* [EXERCISE OBJECTIVE]: Return, word for word, the stretch of the football column from "Four Throwgasms" through "High and Mighty?".

* [EXCERPT PROVIDED]:
● ● ● ● ●

Drew Magary writes for Deadspin and Gawker. He's also a correspondent for GQ. Follow him on Twitter @drewmagary and email him at drew@deadspin.com.
You Pats fans have First World Sports Problems. You've been treated to a fucking DECADE of uninterrupted excellence and you dare ask for sympathy when your team—which is still an obvious AFC favorite, mind you—reverts ever so slightly to the mean? DIEEEEEEEEEEEEEEEE. DIEDIEDIEDIEDIEDIEDIE. You are all horrible people. I know you want every second of your fan experience to be some kind of Russian novel, but it isn't. You root for a really good team that's been really good for a really long time. So don't expect the rest of us to hand you tissues just because you're sad that the Patriots won in underwhelming fashion. I hope your stupid team loses a million billion games in the new decade. And I hope typhoid runs rampant in Gillette Stadium and it needs to be demolished for disinfectant purposes.
Pretty sure somewhere Tom Brady just ducked for no reason. What's the over/under on the number of games before he gets shipped to KC or San Diego?
-Dr. Jeff, Narragansett
OH MY FUCKING GOD. All of you, kill yourselves.
The Games
All games in the Jamboroo are evaluated for sheer watchability on a scale of 1 to 5 Throwgasms.
Five Throwgasms
Giants at Cowboys: We need to do something about the storm-warning graphics posted by local affiliates. The graphics take up 80 percent of the available screen space. Whenever one pops up during a game, I try to duck below the TV to see if I can see PAST the graphics. All for a goddamn rain alert. Half the time, the rain doesn't even hit your town. But no, let's just go ahead and plaster an alert the size of a nuclear-strike warning across the screen for 10 minutes because six people in East Scuttlefuck County are gonna get two inches tonight. AND WHY IS THERE A RADAR MAP ON THE SCREEN? I don't need all this. You people are punishing viewers at home just to validate your own soon-to-be-extinct weatherman jobs. Can we just replace meteorologists with on-camera iPhones already? I don't need this much of a weather alert.
Four Throwgasms
Falcons at Eagles: I bet people who quit watching football this season still watch movies all the time, conveniently ignoring the fact that STUNTMEN DIE. Yeah, you never thought of that, did you, Mr. High and Mighty?
By the way, our own David Roher compiled a whole historical record book of fantasy awards that I'll be fapping to for the rest of the day. Do enjoy.
Three Throwgasms
Saints at Broncos: I have to vote the week after next, and whenever I go to the polls, all I do is ask a nearby volunteer standing outside the electioneering area to give me a sample ballot showing me everyone I'm supposed to vote for. I bet those sample ballots handed out by Democrats and Republicans probably do more to help candidates win than any other form of political advertising. You could spend a billion dollars on a bunch of ads no one will pay attention to. But hand me a flyer that cost a tenth of penny that tells me whom to vote for, like the good sheep that I am? GOLD.
Redskins at Steelers: Apart from my own team, I'm pretty sure there's no other team I'd rather watch play right now than the Redskins. They could put every RG3 game in primetime and I wouldn't put up a fuss. It doesn't even matter if they go 6-10. Watching RG3 play is fucking awesome.

● ● ● ● ●

* [COLLECTED DATA]:

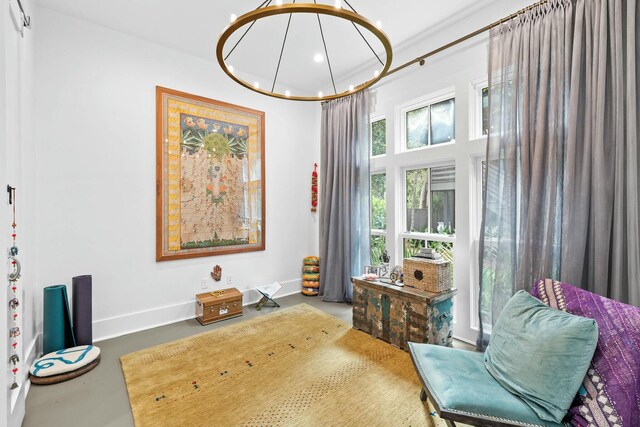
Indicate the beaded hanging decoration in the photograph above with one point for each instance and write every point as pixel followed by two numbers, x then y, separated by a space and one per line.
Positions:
pixel 314 188
pixel 14 303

● ● ● ● ●

* [WORKED ANSWER]:
Four Throwgasms
Falcons at Eagles: I bet people who quit watching football this season still watch movies all the time, conveniently ignoring the fact that STUNTMEN DIE. Yeah, you never thought of that, did you, Mr. High and Mighty?